- [REQUIRED TASK]: From the line with "Tag each instance of the banded" through the final line, transcribe the material below character for character; include no other lines.
"""
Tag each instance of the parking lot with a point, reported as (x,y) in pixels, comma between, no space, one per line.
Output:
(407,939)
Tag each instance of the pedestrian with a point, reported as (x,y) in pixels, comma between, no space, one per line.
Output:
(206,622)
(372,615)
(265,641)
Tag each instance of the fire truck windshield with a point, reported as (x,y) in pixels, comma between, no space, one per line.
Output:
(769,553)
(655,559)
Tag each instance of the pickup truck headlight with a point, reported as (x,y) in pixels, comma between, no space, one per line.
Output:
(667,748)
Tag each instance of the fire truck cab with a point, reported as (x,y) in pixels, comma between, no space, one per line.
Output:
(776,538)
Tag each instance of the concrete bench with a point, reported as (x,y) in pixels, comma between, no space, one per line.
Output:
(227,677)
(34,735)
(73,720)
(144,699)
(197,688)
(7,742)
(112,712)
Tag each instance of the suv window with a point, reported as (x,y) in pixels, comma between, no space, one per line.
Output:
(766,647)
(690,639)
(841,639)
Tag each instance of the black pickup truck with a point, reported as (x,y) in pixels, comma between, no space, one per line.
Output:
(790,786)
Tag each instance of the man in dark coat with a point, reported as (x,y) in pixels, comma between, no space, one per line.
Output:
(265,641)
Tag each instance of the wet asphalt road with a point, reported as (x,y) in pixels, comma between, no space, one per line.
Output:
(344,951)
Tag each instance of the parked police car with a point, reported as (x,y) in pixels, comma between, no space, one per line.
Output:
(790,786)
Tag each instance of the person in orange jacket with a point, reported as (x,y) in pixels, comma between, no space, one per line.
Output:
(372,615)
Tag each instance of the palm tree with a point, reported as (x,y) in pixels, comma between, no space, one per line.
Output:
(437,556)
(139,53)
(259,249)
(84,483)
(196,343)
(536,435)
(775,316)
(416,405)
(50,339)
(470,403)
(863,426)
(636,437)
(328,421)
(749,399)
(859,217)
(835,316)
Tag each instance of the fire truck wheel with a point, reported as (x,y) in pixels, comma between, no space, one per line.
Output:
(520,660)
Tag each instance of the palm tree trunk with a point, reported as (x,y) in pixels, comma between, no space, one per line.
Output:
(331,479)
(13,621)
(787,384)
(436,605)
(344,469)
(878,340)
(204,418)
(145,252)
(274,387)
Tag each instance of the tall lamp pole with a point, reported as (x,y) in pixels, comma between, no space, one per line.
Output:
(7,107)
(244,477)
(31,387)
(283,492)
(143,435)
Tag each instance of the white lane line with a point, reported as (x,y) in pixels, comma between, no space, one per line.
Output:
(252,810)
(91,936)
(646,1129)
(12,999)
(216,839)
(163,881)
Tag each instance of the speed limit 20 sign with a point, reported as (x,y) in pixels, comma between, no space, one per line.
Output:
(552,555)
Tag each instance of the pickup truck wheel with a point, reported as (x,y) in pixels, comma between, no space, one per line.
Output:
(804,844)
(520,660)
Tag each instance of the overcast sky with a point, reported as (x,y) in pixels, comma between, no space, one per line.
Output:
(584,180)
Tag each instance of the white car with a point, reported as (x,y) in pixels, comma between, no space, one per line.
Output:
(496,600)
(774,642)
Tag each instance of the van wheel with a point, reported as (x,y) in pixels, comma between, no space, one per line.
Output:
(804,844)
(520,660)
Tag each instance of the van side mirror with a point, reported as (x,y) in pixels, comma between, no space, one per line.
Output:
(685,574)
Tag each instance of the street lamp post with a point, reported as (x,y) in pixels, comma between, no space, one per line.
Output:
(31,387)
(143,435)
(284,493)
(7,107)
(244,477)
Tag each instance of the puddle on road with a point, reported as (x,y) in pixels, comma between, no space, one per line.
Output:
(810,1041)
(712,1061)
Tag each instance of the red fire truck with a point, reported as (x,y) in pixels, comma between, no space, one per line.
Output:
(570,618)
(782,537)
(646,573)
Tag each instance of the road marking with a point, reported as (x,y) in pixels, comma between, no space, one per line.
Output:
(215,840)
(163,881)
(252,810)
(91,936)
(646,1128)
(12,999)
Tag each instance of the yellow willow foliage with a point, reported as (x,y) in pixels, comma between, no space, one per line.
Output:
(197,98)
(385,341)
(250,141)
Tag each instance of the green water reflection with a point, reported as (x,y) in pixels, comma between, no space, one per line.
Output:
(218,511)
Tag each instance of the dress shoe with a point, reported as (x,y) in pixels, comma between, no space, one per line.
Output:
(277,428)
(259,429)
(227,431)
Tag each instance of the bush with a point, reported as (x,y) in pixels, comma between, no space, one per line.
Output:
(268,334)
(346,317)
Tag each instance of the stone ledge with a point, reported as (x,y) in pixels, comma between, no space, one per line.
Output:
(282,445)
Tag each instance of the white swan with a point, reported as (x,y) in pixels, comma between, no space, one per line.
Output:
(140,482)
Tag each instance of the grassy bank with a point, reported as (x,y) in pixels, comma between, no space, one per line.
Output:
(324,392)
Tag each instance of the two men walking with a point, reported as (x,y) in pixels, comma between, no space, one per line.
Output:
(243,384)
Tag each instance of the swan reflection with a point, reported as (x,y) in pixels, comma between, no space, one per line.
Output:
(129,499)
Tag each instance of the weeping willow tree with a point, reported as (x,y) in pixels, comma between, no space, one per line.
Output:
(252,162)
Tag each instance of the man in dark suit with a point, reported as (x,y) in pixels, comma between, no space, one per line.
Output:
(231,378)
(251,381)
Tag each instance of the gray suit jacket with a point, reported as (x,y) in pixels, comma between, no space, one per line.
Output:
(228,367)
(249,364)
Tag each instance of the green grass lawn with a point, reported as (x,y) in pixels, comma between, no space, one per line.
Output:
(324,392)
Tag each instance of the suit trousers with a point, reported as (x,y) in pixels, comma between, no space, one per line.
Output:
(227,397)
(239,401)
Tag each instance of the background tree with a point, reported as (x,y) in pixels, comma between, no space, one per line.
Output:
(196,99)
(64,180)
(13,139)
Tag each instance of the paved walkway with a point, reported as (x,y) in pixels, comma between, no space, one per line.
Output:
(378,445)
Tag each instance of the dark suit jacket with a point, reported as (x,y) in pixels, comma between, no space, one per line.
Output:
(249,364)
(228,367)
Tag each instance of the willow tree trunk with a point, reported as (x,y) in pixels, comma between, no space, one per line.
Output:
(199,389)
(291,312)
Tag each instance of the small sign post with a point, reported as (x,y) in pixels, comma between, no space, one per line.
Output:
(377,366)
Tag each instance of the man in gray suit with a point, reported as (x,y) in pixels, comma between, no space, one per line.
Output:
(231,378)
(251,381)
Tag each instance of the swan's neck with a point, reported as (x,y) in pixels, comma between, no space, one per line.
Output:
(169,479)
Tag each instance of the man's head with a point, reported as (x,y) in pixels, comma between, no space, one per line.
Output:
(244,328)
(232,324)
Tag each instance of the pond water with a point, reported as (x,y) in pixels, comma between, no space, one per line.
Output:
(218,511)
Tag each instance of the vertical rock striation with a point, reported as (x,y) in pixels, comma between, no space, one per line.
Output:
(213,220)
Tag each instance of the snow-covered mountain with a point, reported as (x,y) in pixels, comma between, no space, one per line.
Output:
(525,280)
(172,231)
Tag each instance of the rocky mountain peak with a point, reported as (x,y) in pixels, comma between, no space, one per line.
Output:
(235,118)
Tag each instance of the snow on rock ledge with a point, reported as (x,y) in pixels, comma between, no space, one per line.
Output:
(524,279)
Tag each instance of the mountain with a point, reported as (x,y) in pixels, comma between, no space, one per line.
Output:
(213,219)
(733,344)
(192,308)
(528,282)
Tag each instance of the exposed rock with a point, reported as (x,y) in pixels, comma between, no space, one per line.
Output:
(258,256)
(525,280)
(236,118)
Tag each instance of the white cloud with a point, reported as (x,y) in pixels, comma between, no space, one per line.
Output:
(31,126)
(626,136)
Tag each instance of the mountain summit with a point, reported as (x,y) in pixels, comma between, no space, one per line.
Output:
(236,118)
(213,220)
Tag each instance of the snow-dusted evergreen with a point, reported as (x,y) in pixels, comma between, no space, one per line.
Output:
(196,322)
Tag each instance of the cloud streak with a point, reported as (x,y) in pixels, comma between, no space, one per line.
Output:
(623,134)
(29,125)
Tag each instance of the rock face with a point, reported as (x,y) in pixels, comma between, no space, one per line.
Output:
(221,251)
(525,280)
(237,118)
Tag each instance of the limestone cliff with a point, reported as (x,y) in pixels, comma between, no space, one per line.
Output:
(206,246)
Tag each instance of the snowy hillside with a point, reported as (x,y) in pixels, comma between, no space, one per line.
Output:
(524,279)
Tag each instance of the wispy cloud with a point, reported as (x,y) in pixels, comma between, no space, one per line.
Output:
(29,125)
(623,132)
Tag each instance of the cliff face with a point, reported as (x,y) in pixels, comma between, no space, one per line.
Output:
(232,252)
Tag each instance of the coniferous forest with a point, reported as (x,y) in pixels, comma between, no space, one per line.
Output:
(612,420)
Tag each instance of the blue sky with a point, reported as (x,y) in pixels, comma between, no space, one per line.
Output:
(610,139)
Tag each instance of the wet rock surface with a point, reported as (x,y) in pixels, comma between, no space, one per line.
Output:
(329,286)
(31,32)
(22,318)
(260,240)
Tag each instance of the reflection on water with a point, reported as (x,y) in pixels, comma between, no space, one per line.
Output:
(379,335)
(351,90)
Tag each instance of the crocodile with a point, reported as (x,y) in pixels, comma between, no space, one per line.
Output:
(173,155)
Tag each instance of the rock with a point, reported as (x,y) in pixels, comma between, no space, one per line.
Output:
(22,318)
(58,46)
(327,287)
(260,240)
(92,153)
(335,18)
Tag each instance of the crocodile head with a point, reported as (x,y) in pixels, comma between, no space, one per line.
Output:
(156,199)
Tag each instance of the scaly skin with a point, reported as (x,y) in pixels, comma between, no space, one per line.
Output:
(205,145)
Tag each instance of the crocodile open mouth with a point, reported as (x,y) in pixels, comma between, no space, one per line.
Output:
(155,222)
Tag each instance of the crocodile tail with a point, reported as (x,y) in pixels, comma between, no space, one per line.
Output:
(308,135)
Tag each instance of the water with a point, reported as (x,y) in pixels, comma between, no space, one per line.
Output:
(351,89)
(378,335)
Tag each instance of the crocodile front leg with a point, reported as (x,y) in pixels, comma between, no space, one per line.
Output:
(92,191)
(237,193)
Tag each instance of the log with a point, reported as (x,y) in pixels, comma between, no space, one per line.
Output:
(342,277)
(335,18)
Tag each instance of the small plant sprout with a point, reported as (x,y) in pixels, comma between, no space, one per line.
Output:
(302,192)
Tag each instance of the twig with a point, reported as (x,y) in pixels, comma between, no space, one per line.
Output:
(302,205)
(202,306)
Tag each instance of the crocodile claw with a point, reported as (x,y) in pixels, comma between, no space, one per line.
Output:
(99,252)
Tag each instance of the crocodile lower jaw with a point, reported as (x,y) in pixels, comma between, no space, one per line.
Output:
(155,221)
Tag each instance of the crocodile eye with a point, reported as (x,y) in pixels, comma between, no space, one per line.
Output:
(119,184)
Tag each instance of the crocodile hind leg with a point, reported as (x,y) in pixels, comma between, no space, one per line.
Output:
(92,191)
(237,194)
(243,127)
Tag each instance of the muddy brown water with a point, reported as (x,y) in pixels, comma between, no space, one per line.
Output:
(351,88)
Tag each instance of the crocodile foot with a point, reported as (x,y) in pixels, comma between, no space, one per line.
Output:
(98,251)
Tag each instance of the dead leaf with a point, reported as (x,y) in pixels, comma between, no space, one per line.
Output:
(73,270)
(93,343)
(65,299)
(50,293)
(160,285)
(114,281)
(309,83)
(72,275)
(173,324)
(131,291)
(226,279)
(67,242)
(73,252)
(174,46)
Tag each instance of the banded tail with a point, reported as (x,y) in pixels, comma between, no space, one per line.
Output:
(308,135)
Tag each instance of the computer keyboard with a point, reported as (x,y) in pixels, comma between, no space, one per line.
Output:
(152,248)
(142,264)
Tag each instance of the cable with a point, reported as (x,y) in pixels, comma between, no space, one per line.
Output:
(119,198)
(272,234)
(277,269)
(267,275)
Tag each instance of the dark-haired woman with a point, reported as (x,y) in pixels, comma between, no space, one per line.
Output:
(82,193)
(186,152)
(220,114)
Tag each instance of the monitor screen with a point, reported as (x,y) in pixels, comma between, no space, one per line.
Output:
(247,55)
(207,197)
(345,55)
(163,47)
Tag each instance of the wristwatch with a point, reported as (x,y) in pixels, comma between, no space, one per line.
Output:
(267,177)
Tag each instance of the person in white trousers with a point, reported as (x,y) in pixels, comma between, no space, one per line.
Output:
"""
- [SOLUTION TO THE EXERCISE]:
Tag each instance of the banded tail with a point, reported as (x,y) in pixels, comma between, no space, one per line.
Output:
(308,135)
Tag each instance of the computer keyboard with a point, reported as (x,y) in pixels, comma between, no space, one per line.
Output:
(152,248)
(142,264)
Tag each instance of the cable with a point, reported as (x,y) in pixels, comma between, no space, one per line.
Output:
(119,198)
(272,234)
(277,269)
(267,275)
Tag each instance of the dark-haired woman with a point, reported as (x,y) in pixels, comma between, no space, one per line.
Output:
(82,193)
(186,152)
(220,114)
Tag each instance of the monitor screen with a point, reported as (x,y) in pixels, comma between, no space, one per line.
Output:
(247,55)
(207,197)
(345,55)
(163,47)
Tag each instance of the wristwatch with a point, reported as (x,y) in pixels, comma between, no space, one per line.
Output:
(267,177)
Tag each instance of the person in white trousers with a point, reported as (x,y) in pixels, comma between, no space, one per line.
Output:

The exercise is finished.